- **GOAL OF THE EXERCISE**
Copy the water-price passage from "In a recent" up to and including "largest U.S. cities.", swapping "family of four" for "household of four".

- **PAGE EXCERPT**

In a recent study conducted by the Circle of Blue, the price of residential water (including sewer prices and fees for controlling urban runoff from rainstorms) in 30 major U.S. cities was shown to have risen faster than the cost of nearly every other household staple last year. And since 2010, the price of a monthly water bill for a family of four increased an average of 41% in 20 of the largest U.S. cities.
Based on data collected from utilities nationwide, the Circle of Blue study found that the average monthly cost of water for a family of four using 100 gallons per person per day climbed 6 percent last year. In comparison, the Consumer Price Index rose just 1.8 percent in the 12 months ending in March, not including the volatile food and energy sectors. Including food and energy, prices fell by 0.1 percent. For families using 150 gallons and 50 gallons per person per day, average water prices rose 6 percent and 5.2 percent, respectively.
In 2014, for example, the city of Austin, Texas increased rates for its highest volume users by 31%. Chicago, which is nearing the end of a five-year plan to double residential water rates, saw rates increase 15% last year, and San Francisco also raised rates by 15% in 2014. These cities, and others with high monthly water and sewer charges, are paying for huge investments in new treatment facilities, sometimes mandated by the EPA for pollution control purposes.

- **GIVEN DATA**
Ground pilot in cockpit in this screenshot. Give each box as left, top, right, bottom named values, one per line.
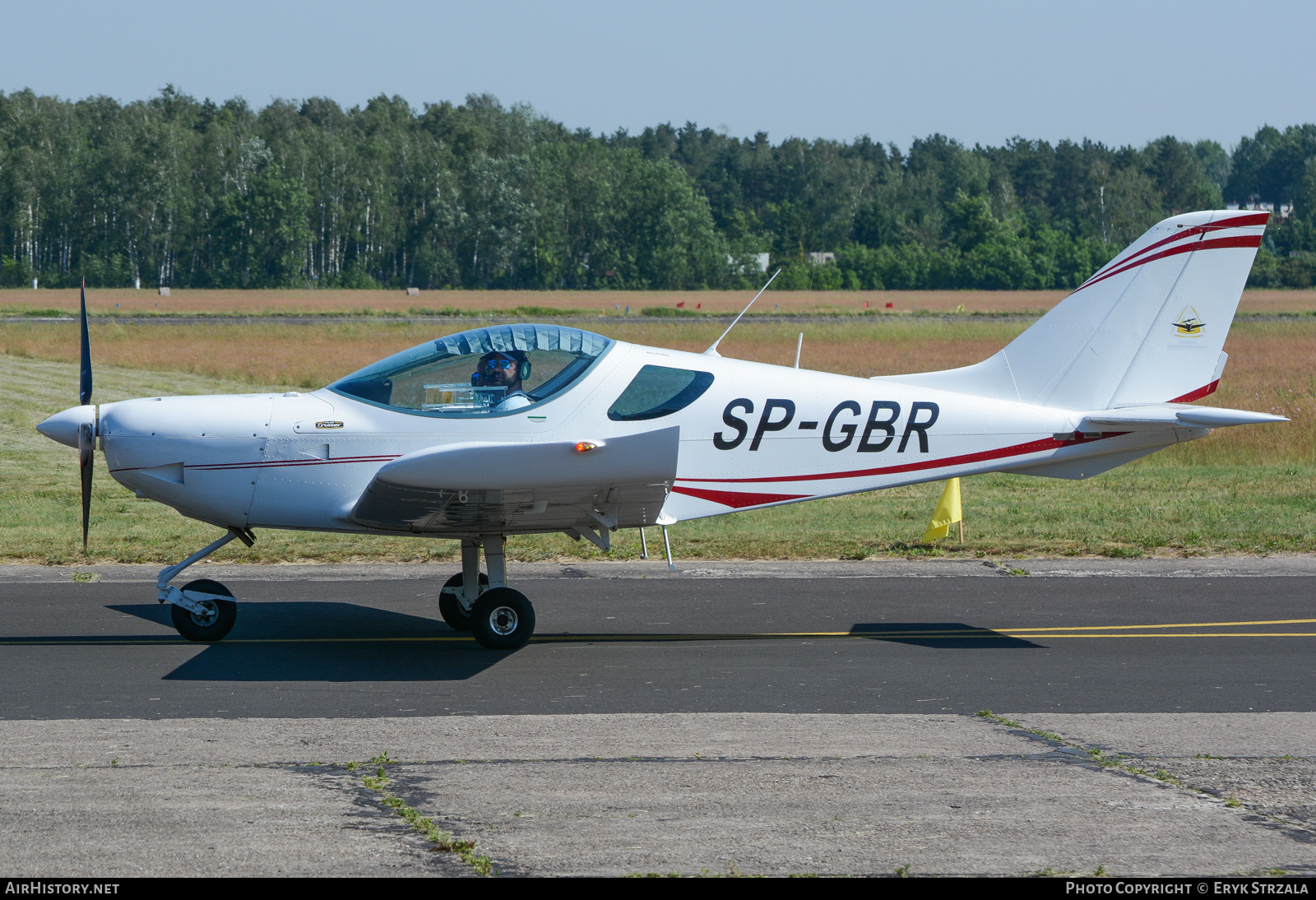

- **TASK RESPONSE**
In a recent study conducted by the Circle of Blue, the price of residential water (including sewer prices and fees for controlling urban runoff from rainstorms) in 30 major U.S. cities was shown to have risen faster than the cost of nearly every other household staple last year. And since 2010, the price of a monthly water bill for a household of four increased an average of 41% in 20 of the largest U.S. cities.